[Records from a data source]
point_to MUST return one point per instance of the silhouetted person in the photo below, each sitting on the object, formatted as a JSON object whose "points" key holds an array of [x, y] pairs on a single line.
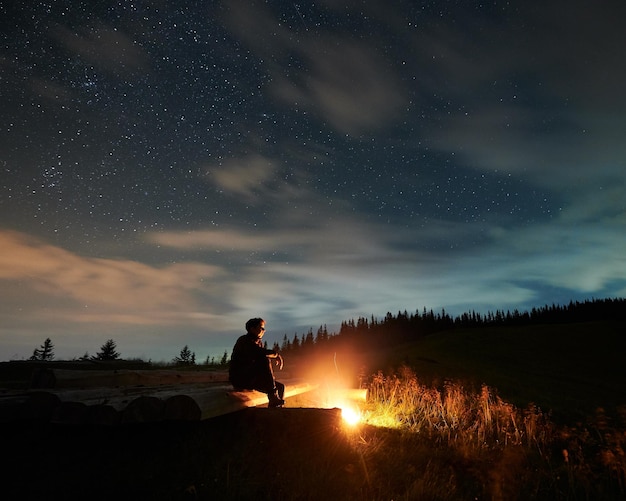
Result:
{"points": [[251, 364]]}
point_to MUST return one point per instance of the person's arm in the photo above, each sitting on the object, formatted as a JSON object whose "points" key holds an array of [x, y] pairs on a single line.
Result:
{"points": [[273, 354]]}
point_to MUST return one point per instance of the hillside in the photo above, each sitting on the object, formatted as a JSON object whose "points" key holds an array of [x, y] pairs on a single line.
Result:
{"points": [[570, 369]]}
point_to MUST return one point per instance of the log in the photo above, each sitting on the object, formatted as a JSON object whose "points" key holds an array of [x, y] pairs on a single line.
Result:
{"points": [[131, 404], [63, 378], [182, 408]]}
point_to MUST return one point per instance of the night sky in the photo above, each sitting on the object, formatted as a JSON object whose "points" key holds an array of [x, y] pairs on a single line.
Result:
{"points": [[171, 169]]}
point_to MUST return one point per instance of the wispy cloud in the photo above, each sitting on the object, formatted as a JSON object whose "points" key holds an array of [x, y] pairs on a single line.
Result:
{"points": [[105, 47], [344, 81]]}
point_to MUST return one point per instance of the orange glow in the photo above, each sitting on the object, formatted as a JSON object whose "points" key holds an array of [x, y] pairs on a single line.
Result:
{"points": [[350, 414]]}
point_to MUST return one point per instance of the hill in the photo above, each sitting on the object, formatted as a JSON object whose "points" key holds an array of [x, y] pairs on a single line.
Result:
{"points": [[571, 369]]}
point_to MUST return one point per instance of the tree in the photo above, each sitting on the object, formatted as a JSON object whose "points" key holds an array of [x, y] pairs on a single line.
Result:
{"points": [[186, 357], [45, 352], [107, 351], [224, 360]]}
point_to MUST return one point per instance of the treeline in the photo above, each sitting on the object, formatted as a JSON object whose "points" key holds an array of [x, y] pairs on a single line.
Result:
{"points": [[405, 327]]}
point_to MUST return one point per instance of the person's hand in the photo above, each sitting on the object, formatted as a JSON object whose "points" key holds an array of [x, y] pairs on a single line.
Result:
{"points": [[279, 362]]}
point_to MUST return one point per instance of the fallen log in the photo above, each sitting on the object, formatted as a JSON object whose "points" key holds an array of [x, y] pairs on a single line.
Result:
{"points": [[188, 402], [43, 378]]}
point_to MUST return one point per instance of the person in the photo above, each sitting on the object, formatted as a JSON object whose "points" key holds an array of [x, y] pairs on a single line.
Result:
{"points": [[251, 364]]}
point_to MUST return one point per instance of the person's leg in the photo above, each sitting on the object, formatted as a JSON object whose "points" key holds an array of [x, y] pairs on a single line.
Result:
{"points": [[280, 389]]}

- Your objective: Rewrite all of the items above, replacing "MUST" with "should" and leaving everything else unchanged. Leave the pictures out of your answer.

- Answer to the task:
point_to should return one point per instance of the silhouetted person in the photo below, each sitting on the object, formatted as a JSON object whose "points" key holds an array of [x, y] pairs on a single line.
Result:
{"points": [[251, 364]]}
point_to should return one point per instance of the person's arm in the photo above, each sitting on the object, formatted as a JSON object whose "points" key holds an array of [x, y] pairs on a single line.
Result:
{"points": [[273, 354]]}
point_to should return one point per instance of the hillside in the photo above, each sitting on the object, formatted as a JSON object whose "points" key holds an array of [x, y] pairs on a single line.
Result:
{"points": [[570, 369]]}
point_to should return one point per instance of the log in the photo above, each sitting on the object, formatted as a JSON object whose "points" key holds an array of [x, y] pairs on a single line.
Result:
{"points": [[131, 404], [63, 378], [182, 408]]}
point_to should return one point per instance of the night sky in the photo above, each sitting on the object, formatted as a JSON object whose "points" key holds an array of [x, y] pairs on a single line.
Result:
{"points": [[171, 169]]}
point_to should return one point per instance of the wispy cloud in the photo above, each sitting on the object, formatted as a JSON object whose "points" key holds an array of [x, y] pairs on a single line.
Result:
{"points": [[105, 47], [344, 81]]}
point_to should return one point per instance of the orange glow in the photo above, each sitting on the object, formatted as a JSON object whose "points" key holds an array of [x, y] pairs on a single line.
Result:
{"points": [[350, 414]]}
point_to should return one point per instance of the hill in the photo above, each sitting on the object, formatted as a JSON object whose "points" key holds an array of [x, y] pairs on a single line.
Result:
{"points": [[571, 369]]}
point_to should return one point per instance of the tree in the photo above, each sitting on the object, formatted as a JSON object whose "points" key holds an array of [x, y] pairs on a single line.
Result:
{"points": [[186, 357], [45, 352], [107, 351], [224, 360]]}
point_to should return one point per instance of the treeline in the photo above, each sitting on the object, formatted as a JSON object whose "points" key holds an array of [x, y] pairs on a single line.
Result:
{"points": [[405, 327]]}
point_to should return one point per instance of the person's hand in the photo above, each sitting on the object, formatted as a JSON object whose "points" key holds an array of [x, y] pairs on a single line.
Result:
{"points": [[279, 362]]}
point_to should return one point per instance of the fallen log in the photo above, each sitting on the object, formatted as a JSON object whose "points" key holds an array of [x, y] pairs on a single line.
Result:
{"points": [[188, 402], [43, 378]]}
point_to should return one point per instance of the person in the photo above, each sitting on the object, formatted as a JSON object whose "points" key holds an array of [x, y] pairs on a single line.
Result:
{"points": [[251, 364]]}
point_to should return one point per instance of the person's leg in the photo above, each sitting on the object, formatted as a JSON object whose "points" key holds an array of [x, y] pairs on a single line.
Result:
{"points": [[280, 389]]}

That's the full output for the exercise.